• **DATA ROWS**
========================================================================

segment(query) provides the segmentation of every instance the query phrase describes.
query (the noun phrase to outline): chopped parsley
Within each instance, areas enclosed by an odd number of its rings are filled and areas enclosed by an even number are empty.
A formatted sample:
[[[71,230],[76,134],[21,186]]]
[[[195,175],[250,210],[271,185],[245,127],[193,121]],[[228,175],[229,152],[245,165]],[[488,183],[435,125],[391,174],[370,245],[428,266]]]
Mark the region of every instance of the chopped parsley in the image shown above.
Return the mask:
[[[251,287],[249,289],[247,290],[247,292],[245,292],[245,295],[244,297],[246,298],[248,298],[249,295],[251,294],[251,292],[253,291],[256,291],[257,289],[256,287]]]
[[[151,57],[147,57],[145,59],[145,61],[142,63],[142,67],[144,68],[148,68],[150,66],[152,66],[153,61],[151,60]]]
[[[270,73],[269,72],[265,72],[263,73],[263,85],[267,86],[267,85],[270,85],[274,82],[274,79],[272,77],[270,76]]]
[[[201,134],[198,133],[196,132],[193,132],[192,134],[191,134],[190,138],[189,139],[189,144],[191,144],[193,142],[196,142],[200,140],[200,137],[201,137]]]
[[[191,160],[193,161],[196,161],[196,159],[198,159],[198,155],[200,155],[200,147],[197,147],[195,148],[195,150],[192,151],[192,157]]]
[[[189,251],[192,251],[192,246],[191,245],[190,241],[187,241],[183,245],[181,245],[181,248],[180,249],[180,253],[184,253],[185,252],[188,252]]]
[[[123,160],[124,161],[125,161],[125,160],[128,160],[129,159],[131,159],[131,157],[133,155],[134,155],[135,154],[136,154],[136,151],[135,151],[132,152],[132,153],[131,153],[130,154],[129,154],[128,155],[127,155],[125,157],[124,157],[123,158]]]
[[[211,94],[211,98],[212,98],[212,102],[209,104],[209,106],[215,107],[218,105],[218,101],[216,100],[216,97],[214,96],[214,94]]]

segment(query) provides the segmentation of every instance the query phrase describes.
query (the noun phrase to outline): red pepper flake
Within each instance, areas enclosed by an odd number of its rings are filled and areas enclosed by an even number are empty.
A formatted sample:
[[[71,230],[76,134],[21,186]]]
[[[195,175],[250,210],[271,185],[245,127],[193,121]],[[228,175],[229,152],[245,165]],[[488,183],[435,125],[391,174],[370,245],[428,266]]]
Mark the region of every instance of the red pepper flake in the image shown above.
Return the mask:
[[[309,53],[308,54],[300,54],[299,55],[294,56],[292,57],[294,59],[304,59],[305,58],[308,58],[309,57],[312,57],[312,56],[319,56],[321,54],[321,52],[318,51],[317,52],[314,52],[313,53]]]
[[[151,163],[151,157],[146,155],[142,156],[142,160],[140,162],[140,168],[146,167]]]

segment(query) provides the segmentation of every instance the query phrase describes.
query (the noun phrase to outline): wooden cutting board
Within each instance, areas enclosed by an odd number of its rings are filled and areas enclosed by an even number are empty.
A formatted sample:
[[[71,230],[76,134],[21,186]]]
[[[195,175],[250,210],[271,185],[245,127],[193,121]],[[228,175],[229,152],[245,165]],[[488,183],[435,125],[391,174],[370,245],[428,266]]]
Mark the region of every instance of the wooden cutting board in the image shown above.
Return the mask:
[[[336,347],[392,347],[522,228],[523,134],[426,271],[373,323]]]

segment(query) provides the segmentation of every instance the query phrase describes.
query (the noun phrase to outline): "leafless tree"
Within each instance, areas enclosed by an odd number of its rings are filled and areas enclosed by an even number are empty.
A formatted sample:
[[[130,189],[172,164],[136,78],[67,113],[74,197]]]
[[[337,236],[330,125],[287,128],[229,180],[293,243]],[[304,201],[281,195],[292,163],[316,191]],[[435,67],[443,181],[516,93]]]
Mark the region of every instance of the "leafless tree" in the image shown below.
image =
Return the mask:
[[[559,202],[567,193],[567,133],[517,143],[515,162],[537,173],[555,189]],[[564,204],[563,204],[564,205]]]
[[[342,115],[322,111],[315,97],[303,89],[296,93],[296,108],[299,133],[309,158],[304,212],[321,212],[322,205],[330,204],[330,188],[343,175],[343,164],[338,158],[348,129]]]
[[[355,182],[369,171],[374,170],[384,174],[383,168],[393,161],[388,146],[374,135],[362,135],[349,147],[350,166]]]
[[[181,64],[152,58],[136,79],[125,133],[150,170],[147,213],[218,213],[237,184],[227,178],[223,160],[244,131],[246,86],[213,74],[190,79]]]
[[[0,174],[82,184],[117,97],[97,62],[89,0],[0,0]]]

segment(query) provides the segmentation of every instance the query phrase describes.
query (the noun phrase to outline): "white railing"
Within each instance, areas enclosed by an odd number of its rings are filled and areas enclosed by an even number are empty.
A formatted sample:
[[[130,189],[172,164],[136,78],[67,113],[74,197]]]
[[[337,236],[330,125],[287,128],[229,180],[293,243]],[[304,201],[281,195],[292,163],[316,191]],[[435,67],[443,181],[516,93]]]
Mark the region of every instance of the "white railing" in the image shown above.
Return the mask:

========================================================================

• **PROBLEM**
Output every line above without altering anything.

• **EXPECTED OUTPUT**
segment(query) provides the segmentation of every instance the query phrase describes.
query (the noun phrase to outline): chopped parsley
Within each instance, areas enclosed by an odd number of its rings are filled and areas enclosed by an even number are empty.
A formatted sample:
[[[71,230],[76,134],[21,186]]]
[[[195,175],[250,210],[271,185],[245,127],[193,121]],[[228,175],[229,152],[245,165]],[[488,183],[435,125],[391,174],[370,245],[428,266]]]
Mark the region of every instance of the chopped parsley in the image shown above.
Return the mask:
[[[251,287],[249,289],[247,290],[247,292],[245,292],[245,295],[244,297],[246,298],[248,298],[249,295],[251,294],[251,292],[253,291],[256,291],[257,289],[256,287]]]
[[[151,57],[147,57],[145,59],[145,61],[142,63],[142,67],[144,68],[148,68],[150,66],[152,66],[153,61],[151,60]]]
[[[270,73],[269,72],[265,72],[263,73],[263,85],[267,86],[267,85],[270,85],[274,82],[274,79],[272,77],[270,76]]]
[[[201,134],[198,133],[196,132],[193,132],[192,134],[191,134],[190,138],[189,139],[189,144],[191,144],[193,142],[196,142],[200,140],[200,137],[201,137]]]
[[[191,160],[193,161],[196,161],[196,159],[198,159],[198,155],[200,155],[200,147],[197,147],[195,148],[195,150],[192,151],[192,157]]]
[[[189,251],[192,251],[192,246],[191,245],[190,241],[187,241],[183,245],[181,245],[181,248],[180,249],[180,253],[184,253],[185,252],[188,252]]]
[[[123,160],[124,161],[125,161],[125,160],[128,160],[129,159],[131,159],[131,157],[133,155],[134,155],[135,154],[136,154],[136,151],[135,151],[132,152],[132,153],[131,153],[130,154],[129,154],[128,155],[127,155],[125,157],[124,157],[123,158]]]
[[[211,94],[211,98],[212,98],[212,102],[209,104],[209,106],[215,107],[218,105],[218,101],[216,100],[216,97],[214,96],[214,94]]]

segment(query) provides the segmentation of every instance the query phrase describes.
query (the noun phrase to outline): red pepper flake
Within each instance, areas enclosed by an odd number of its rings are filled and areas enclosed by an even number are empty.
A formatted sample:
[[[71,230],[76,134],[21,186]]]
[[[195,175],[250,210],[271,185],[245,127],[193,121]],[[228,175],[229,152],[245,165]],[[488,183],[435,125],[391,174],[370,245],[428,266]]]
Mark the region of every instance of the red pepper flake in the image shown above.
Return the mask:
[[[309,53],[308,54],[300,54],[299,55],[294,56],[292,57],[294,59],[304,59],[305,58],[308,58],[309,57],[312,57],[312,56],[319,56],[321,54],[321,52],[318,51],[317,52],[314,52],[313,53]]]
[[[151,163],[151,157],[146,155],[142,156],[142,160],[140,162],[140,168],[146,167]]]

segment(query) provides the segmentation of every instance the query phrase describes.
query (the noun phrase to outline): wooden cutting board
Within each instance, areas enclosed by an odd number of its rings are filled and areas enclosed by an even number are empty.
A formatted sample:
[[[71,230],[76,134],[21,186]]]
[[[195,175],[250,210],[271,185],[245,127],[193,121]],[[228,175],[229,152],[245,165]],[[488,183],[435,125],[391,174],[370,245],[428,266]]]
Mark the region of every instance of the wooden cutting board in the image shown above.
Return the mask:
[[[336,347],[392,347],[522,228],[523,134],[426,271],[373,323]]]

segment(query) provides the segmentation of every instance the query phrase describes.
query (the noun phrase to outline): "leafless tree"
Within each instance, areas enclosed by an odd number of its rings are filled and areas enclosed by an even number are empty.
A formatted sample:
[[[130,189],[172,164],[136,78],[67,113],[74,197]]]
[[[337,236],[330,125],[287,128],[229,180],[293,243]],[[304,201],[281,195],[292,163],[316,191]],[[435,67],[443,181],[516,93]]]
Mark the region of every instance of the "leafless tree" in the image shown below.
image =
Return the mask:
[[[559,202],[567,193],[567,133],[517,143],[515,162],[537,173],[555,189]],[[564,204],[563,204],[564,205]]]
[[[342,115],[322,111],[315,97],[303,89],[296,93],[296,108],[299,133],[309,158],[304,212],[321,212],[322,205],[330,204],[330,188],[343,175],[343,164],[338,158],[348,129]]]
[[[355,182],[369,171],[374,170],[384,174],[383,168],[393,161],[388,146],[374,135],[362,135],[349,147],[350,166]]]
[[[181,64],[152,58],[136,79],[125,133],[150,170],[147,213],[218,213],[237,184],[227,178],[223,160],[244,131],[246,86],[213,74],[190,79]]]
[[[0,174],[82,184],[117,97],[97,62],[89,0],[0,0]]]

segment(query) provides the segmentation of every instance the query phrase describes.
query (the noun phrase to outline): "white railing"
Within each instance, areas enclosed by an odd number of its rings are filled and areas enclosed by an even number are empty.
A formatted sample:
[[[130,189],[172,164],[136,78],[67,113],[74,197]]]
[[[337,236],[330,125],[287,128],[229,180],[293,243]],[[304,201],[281,195],[292,163],[316,191]],[[435,67],[443,181],[516,93]]]
Mark the region of every instance of the "white railing" in the image shown above.
Return the mask:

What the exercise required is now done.